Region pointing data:
════════════════

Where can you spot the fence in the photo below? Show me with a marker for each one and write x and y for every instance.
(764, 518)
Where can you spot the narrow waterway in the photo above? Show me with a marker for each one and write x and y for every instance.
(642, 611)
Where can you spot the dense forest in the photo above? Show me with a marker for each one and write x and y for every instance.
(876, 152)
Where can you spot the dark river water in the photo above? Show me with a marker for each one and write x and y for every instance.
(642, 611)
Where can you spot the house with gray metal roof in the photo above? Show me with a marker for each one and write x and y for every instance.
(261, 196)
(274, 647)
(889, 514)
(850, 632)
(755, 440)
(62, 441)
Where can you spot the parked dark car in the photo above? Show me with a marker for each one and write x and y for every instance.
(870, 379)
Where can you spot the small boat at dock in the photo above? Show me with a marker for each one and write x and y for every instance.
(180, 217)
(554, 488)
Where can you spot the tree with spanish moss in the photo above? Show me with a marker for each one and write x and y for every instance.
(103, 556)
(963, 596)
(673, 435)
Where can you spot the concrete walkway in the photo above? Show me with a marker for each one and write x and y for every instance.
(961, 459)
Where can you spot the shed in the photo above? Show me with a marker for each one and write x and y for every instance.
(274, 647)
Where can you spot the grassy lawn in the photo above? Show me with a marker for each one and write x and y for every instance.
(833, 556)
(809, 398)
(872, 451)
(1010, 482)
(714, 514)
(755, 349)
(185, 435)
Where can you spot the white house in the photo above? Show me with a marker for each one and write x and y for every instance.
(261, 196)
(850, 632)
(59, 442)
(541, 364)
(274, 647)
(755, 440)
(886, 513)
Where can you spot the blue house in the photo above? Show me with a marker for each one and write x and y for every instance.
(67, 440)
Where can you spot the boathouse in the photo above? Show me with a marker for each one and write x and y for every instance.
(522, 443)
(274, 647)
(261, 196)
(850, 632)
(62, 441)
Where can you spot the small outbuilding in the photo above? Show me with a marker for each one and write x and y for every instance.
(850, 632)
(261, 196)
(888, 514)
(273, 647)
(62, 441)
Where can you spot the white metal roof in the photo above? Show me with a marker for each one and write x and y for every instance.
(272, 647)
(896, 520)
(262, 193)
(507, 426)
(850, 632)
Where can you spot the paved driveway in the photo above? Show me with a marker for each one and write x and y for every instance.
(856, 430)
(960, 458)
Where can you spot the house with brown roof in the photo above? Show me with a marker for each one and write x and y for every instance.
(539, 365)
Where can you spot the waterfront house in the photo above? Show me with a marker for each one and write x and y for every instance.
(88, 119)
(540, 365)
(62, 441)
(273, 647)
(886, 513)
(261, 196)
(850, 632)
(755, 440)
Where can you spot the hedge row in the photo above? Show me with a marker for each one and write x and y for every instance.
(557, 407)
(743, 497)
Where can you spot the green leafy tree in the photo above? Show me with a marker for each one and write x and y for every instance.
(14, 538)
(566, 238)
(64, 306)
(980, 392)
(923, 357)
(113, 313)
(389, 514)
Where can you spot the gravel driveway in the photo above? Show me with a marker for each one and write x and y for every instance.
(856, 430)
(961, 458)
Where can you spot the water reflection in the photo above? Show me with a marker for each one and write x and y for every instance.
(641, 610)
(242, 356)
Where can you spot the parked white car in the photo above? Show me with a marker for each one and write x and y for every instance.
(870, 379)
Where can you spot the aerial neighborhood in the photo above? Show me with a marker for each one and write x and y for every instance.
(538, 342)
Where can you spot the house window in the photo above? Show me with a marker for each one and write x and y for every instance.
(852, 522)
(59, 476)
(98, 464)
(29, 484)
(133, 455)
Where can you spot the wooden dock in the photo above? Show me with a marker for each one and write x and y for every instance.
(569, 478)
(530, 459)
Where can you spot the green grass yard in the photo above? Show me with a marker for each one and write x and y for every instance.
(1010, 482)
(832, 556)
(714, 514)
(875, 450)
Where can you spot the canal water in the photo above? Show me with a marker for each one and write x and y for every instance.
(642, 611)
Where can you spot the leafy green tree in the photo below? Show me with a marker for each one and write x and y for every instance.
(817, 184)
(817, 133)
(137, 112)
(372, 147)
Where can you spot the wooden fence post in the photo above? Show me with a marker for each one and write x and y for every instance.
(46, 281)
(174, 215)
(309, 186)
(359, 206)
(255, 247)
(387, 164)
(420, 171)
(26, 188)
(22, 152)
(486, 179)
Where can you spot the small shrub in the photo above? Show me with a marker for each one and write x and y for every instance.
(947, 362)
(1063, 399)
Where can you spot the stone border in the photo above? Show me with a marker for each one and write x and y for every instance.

════════════════

**EXERCISE REQUIREMENTS**
Transcribe the records above exactly, keeping every line.

**RESPONSE BOX**
Where can you spot the fence in the photo below? Show me with a marker for each one and write x and y for every instance.
(764, 518)
Where can you spot the narrow waterway in the photo above? Show me with a marker for each one and write x and y for every instance.
(642, 611)
Where can you spot the dense forest in the photo above? Show me with a marker for each one and write x and y for every instance.
(876, 152)
Where can you spot the dark river water in the photo above? Show me with a marker for each one and write x and y for every instance.
(642, 611)
Where can you spot the house with gray metal roof in the photo above? Show me with a marker for each one and write x and y for every instance.
(261, 196)
(274, 647)
(889, 514)
(850, 632)
(755, 440)
(62, 441)
Where can you spot the parked dark car in the photo above? Show me with a marker for each one and write x and y for every instance.
(870, 379)
Where can you spot the small boat at dock in the photo above? Show me with a marker for each one and write x and y for every instance.
(180, 217)
(554, 488)
Where can you spot the tree with spanish moss in the photo above? Show me with a marker for each one and write x and y for every instance.
(103, 556)
(963, 596)
(673, 435)
Where can you spot the concrete walkway in the photo above? Show me with a marker for each one and write x and y for every instance.
(961, 459)
Where can you spot the shed in the photo above? Show me with a marker for each one and write x and y for every instance.
(274, 647)
Where can you spot the grassy lawn in the photo above? Show me with a marker for each one and write x and y for every instance.
(833, 556)
(809, 398)
(872, 451)
(1010, 482)
(714, 514)
(755, 349)
(185, 435)
Where can you spot the white house in the photo above? Show me with a marker for each one and write x and y for every instance.
(261, 196)
(850, 632)
(59, 442)
(541, 364)
(274, 647)
(755, 440)
(886, 513)
Where can you spot the blue house in the photo above? Show me with a marker for each one and write x and y for every instance.
(67, 440)
Where can you spot the boathouse in the photo above? Show me with a marker for each one and write x and y for every instance.
(522, 443)
(274, 647)
(261, 196)
(850, 632)
(62, 441)
Where can you spot the small outbuilding in the photo above? Show me with a marker for each one and write x and y for every instance.
(850, 632)
(261, 196)
(888, 514)
(273, 647)
(62, 441)
Where can you spot the white metal roof in the photo above? Show me with a marker for each one and write x and y for every instance.
(272, 647)
(896, 520)
(262, 193)
(507, 426)
(850, 632)
Where can you spot the paved driveway in the photo above? Show me with a marker for each one and write x and y for every instance.
(856, 430)
(960, 458)
Where can you spot the house with brown roof in the photo above? Show me with a marker for each one and write x and y for every instance.
(539, 365)
Where can you spot the waterfront house in the photo above? Show me with a marker for each one and write x and y for every instance.
(88, 119)
(540, 365)
(62, 441)
(273, 647)
(886, 513)
(261, 196)
(850, 632)
(755, 440)
Where can you spot the hedge row in the photo above? Show me with a marker for each one and write x and y for every instance.
(557, 407)
(743, 497)
Where can you spot the green leafy tree in the photo above? Show me with a marker for each one and write x and y for every instance.
(14, 538)
(566, 238)
(64, 306)
(980, 392)
(923, 357)
(113, 313)
(389, 514)
Where can you spot the gravel driveway in the photo above? Show me with a marker for each one and write x and y for every instance.
(856, 430)
(961, 458)
Where can you spot the water reflection in the photo above? Show me with a marker for each one and write x and y for every instance.
(641, 610)
(242, 356)
Where can you spot the parked white car in the photo above? Show me with a marker for each one and write x and y for every instance.
(870, 379)
Where can you spot the aerial neighborhood in the photo above? Show me with a marker for each one and write x and y for every instance.
(538, 342)
Where can you spot the house window in the photo above? Show me with a marker for each one and write x and y for every instance.
(852, 522)
(59, 476)
(98, 464)
(29, 484)
(133, 455)
Where can you spot the wooden dock in the photo above? Show me with a marker for each one and write x and y for every instance.
(569, 478)
(530, 459)
Where can you spot the green grass yard in the photo above? Show me with a marker for each one and write x and y for every instance.
(1010, 482)
(832, 556)
(714, 514)
(875, 450)
Where can you spot the canal water in the photo above? Show me with a marker for each one and write x and y for every instance.
(642, 611)
Where can you spot the leafy green tree in the photo below? Show me with a marker for each one and write x and y for every instance.
(817, 184)
(817, 133)
(137, 112)
(372, 147)
Where can you spot the wooden fence post in the photo above? Show me with a marker for each one and write x and y for every instance.
(46, 281)
(174, 215)
(309, 186)
(359, 206)
(255, 247)
(387, 164)
(420, 171)
(26, 188)
(22, 152)
(486, 179)
Where can you spot the small shrub in the photo above? Show me with a marker for each one and write x and y for every instance.
(947, 362)
(1063, 399)
Where can you spot the stone border in the photo above? Show me with a marker for each one and write x and y for every instance.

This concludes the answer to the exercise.